> **What the exercise asks**: Would you find each line in the entries below with the string "mask" and copy it?

Records drawn from a dataset
/---

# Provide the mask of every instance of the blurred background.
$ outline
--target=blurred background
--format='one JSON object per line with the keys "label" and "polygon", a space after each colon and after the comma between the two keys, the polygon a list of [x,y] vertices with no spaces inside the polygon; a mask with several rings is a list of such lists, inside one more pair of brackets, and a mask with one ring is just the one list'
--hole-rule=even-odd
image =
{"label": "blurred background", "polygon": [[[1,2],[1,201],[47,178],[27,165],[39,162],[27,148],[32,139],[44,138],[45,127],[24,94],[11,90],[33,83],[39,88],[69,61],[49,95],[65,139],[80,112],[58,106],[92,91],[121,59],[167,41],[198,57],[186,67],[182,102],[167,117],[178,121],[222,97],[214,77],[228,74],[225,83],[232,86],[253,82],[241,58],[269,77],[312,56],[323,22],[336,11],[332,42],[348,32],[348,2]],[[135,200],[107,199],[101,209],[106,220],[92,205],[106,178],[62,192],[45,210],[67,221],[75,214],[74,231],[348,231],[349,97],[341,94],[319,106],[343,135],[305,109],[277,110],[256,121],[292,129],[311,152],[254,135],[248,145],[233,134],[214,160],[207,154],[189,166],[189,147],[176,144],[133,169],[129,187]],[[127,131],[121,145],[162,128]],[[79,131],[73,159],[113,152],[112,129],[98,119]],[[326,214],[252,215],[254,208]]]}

\---

> **Written solution**:
# Provide the mask of every instance of the blurred background.
--format='one JSON object per line with the keys "label" and "polygon", a space after each colon and after the comma between the two keys, the polygon a list of [x,y] vertices with no spaces inside the polygon; a mask with several rings is a list of such lists, inside one more pair of brackets, and a mask with one ring is just the one list'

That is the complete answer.